* [Activity] Below are records. Copy every line with "window" in it.

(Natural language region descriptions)
-- -- --
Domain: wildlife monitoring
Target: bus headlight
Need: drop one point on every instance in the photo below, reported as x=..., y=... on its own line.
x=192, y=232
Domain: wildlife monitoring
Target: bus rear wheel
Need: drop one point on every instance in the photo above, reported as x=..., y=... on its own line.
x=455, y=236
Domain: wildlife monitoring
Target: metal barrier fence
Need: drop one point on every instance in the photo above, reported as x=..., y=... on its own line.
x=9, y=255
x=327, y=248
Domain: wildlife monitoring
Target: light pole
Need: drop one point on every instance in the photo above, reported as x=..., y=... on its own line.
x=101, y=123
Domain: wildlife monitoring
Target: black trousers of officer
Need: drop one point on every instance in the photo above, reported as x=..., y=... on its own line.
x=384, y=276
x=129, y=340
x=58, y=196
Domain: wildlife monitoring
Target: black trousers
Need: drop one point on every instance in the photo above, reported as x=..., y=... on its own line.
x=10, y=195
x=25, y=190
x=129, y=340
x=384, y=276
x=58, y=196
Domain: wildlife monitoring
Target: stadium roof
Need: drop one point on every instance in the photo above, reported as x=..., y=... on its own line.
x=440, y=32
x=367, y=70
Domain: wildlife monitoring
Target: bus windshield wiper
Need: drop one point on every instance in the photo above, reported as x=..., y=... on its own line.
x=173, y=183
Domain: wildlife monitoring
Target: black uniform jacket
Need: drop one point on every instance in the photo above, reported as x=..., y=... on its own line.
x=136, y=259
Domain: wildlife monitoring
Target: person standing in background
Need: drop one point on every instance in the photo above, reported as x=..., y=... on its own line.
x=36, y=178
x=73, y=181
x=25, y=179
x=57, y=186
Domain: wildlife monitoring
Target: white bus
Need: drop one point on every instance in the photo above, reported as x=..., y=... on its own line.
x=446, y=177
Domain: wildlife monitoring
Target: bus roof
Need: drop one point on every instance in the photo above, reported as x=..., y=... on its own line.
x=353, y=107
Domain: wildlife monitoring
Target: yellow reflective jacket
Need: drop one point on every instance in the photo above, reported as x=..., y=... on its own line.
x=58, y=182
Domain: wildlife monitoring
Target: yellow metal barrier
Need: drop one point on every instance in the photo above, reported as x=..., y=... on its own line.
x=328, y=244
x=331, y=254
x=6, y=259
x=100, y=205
-- -- --
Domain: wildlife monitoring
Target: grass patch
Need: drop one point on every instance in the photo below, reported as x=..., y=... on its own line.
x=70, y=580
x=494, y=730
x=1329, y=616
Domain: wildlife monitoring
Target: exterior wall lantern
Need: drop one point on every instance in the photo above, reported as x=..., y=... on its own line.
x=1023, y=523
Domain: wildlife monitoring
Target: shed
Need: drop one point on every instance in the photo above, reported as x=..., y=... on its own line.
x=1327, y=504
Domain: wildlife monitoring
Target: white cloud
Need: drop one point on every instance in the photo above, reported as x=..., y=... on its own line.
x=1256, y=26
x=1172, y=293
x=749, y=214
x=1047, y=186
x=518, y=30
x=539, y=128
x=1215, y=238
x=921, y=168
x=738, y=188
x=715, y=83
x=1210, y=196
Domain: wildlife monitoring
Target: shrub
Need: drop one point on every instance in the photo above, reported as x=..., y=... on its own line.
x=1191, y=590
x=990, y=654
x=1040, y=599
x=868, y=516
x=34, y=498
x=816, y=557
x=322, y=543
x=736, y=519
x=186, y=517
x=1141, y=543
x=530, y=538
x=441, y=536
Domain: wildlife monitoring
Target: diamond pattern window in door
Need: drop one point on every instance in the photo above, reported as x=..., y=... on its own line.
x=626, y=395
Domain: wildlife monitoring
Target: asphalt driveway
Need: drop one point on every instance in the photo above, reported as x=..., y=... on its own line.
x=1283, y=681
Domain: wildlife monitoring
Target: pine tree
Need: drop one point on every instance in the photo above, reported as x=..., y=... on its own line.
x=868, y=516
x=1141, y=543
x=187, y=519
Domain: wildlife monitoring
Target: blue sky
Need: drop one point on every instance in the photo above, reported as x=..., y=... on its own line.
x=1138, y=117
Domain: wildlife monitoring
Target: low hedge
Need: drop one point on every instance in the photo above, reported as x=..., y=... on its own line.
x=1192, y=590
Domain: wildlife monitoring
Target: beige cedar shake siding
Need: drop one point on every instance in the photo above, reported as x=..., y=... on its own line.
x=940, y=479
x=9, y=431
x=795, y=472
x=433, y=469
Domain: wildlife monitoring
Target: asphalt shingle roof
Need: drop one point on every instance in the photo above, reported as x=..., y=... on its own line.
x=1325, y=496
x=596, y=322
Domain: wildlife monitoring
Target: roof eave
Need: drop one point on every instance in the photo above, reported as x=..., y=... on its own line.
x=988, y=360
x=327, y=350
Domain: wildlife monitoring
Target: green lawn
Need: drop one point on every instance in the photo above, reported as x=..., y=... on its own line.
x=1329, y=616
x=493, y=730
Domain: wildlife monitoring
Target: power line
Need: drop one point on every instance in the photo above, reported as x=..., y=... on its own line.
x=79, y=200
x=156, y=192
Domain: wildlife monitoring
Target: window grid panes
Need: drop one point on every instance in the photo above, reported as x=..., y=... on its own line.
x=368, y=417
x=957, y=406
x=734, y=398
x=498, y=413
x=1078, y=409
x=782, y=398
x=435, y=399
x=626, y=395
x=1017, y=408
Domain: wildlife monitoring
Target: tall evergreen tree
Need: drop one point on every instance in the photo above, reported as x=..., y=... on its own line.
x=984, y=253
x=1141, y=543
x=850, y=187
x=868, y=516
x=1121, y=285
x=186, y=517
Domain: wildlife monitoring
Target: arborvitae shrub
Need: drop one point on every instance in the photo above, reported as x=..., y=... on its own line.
-- -- --
* [Reply to the exercise]
Target: diamond pattern window in door
Target: window grid panes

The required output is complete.